Task to complete — Each record must be reproduced exactly as it is shown.

Record set —
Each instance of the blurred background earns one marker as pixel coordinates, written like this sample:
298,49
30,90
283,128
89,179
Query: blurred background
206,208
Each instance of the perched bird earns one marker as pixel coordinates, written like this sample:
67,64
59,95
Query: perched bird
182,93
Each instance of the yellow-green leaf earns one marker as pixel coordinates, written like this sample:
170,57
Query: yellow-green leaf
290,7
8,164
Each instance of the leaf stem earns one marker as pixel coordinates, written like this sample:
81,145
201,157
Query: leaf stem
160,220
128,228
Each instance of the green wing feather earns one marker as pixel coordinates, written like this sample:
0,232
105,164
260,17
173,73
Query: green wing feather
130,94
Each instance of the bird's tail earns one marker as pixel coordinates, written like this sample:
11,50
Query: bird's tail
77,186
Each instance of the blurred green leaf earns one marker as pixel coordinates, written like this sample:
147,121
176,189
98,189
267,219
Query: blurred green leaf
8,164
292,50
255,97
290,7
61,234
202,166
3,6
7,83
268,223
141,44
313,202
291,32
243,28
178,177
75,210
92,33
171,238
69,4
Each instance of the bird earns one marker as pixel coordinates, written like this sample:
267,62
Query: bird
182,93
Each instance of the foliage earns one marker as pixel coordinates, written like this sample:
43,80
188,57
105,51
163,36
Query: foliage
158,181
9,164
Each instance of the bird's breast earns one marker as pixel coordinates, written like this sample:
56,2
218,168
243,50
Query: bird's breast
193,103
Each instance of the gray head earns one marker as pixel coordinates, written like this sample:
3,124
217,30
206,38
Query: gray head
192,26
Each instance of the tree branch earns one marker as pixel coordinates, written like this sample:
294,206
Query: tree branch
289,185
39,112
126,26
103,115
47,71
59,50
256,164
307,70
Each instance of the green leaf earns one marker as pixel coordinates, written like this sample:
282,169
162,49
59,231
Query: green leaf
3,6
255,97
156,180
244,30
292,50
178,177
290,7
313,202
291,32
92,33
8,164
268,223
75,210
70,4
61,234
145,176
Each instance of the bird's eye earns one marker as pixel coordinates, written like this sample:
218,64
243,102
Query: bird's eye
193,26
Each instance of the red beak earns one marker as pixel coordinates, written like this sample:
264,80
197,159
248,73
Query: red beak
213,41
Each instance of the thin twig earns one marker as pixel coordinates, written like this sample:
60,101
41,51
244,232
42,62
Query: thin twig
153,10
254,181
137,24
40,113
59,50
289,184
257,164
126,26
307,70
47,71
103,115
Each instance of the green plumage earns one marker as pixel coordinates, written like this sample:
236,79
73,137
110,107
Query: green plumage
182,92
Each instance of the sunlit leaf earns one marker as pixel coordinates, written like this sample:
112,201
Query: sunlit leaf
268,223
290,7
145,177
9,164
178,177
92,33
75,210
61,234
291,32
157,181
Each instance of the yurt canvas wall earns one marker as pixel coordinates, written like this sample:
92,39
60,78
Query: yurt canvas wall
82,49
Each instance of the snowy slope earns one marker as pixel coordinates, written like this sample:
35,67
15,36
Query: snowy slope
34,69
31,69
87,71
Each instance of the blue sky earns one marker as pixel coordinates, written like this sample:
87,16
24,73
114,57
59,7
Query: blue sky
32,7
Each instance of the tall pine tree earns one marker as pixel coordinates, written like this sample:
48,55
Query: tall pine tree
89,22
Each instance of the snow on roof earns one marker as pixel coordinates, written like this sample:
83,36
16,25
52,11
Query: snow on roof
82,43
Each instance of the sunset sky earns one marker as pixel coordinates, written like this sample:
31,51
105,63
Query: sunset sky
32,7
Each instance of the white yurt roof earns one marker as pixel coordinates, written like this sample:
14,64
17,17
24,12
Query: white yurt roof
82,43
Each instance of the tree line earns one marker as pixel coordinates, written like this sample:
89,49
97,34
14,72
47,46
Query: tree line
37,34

Response —
Each instance of the blurred background earns one marker as pixel coordinates, written like this sample:
298,49
30,90
283,128
89,179
Query: blurred background
206,208
Each instance of the perched bird earns one marker as pixel coordinates, written like this sample:
67,64
59,95
Query: perched bird
182,93
Each instance of the yellow-green leaf earns one marker as pixel coordinates, written like this sample:
170,57
Query: yellow-green leaf
290,7
8,164
Each instance of the leaf stem earns one marker as pixel coordinates, written like this sample:
81,145
201,157
Query: leaf stem
160,220
128,228
Each instance of the green wing feather earns one marker as pixel coordinates, written like this sample:
0,232
105,164
260,17
173,73
Query: green wing feather
130,94
Each instance of the bird's tail earns one marker as pixel coordinates, written like this sample:
11,50
Query: bird's tail
77,186
Each instance of the blurred green leaf earns one marker as pixel coordinates, written like this sample:
147,121
176,189
98,189
267,219
Query: blurred green leaf
8,164
292,50
255,97
290,7
61,234
202,166
3,6
7,83
268,223
141,44
313,202
291,32
243,28
178,177
75,210
92,33
171,238
69,4
Each instance of the bird earns one marker as pixel coordinates, written like this sample:
267,62
Query: bird
182,93
Each instance of the foliage earns one marker as pixel coordinates, written like this sample:
43,80
188,57
105,51
163,36
Query: foliage
158,181
9,164
Each instance of the bird's breast earns one marker as pixel coordinates, written like this sample:
56,2
218,168
243,50
Query: bird's breast
193,103
Each instance of the gray head earns one marker as pixel coordinates, written like this sample:
3,124
217,30
206,38
Query: gray head
192,26
Each instance of the tree branch earns one marker as pixel coordinates, written like this sample:
294,206
Query: tree branch
289,185
39,112
126,26
103,115
47,71
59,50
256,164
307,70
Each instance of the green leaf earns one marker as pixel coordinates, written like this sample:
282,169
162,49
59,231
Query: green leaf
3,6
255,97
156,180
244,30
292,50
178,177
290,7
313,202
291,32
92,33
8,164
268,223
75,210
70,4
61,234
145,176
Each instance of the bird's eye earns one marker as pixel coordinates, written like this sample:
218,64
243,102
Query: bird's eye
193,26
Each instance of the red beak earns one marker as pixel coordinates, written like this sample:
264,80
197,159
248,73
Query: red beak
213,41
Each instance of the thin twig earns one marker as pixel coordinates, written like this sample:
60,101
41,51
244,232
42,62
Query: thin twig
153,10
254,181
137,24
40,113
59,50
289,184
257,164
126,26
307,70
47,71
103,115
Each instance of the green plumage earns one marker as pixel coordinates, written like this sample:
236,79
73,137
110,107
Query: green plumage
182,92
Each instance of the sunlit leaf earns one marker as pixel coordinates, written like this sample:
112,201
Query: sunlit leaf
268,223
290,7
145,177
9,164
178,177
92,33
75,210
61,234
291,32
157,181
Each instance of the yurt canvas wall earns one marker as pixel coordinates, written like this sample:
92,39
60,78
Query: yurt canvas wall
82,49
Each instance of the snowy slope earns one marker as pixel coordinates, written like this sample:
35,67
15,36
Query: snowy slope
34,69
31,69
87,71
Each instance of the blue sky earns one marker as pixel coordinates, written like this sample:
87,16
24,73
114,57
59,7
Query: blue sky
32,7
Each instance of the tall pine tree earns one marker as pixel coordinates, written like this sample:
48,55
Query: tall pine tree
89,22
Each instance of the snow on roof earns one marker as pixel coordinates, written like this sample:
83,36
16,25
52,11
Query: snow on roof
82,43
Each instance of the sunset sky earns one marker as pixel coordinates, written like this sample:
31,51
105,63
Query: sunset sky
32,7
Each instance of the white yurt roof earns one marker as pixel coordinates, written like this sample:
14,64
17,17
24,12
Query: white yurt roof
82,43
Each instance of the tree line earns one marker as pixel coordinates, written like this sample:
89,49
97,34
14,72
47,46
Query: tree line
37,34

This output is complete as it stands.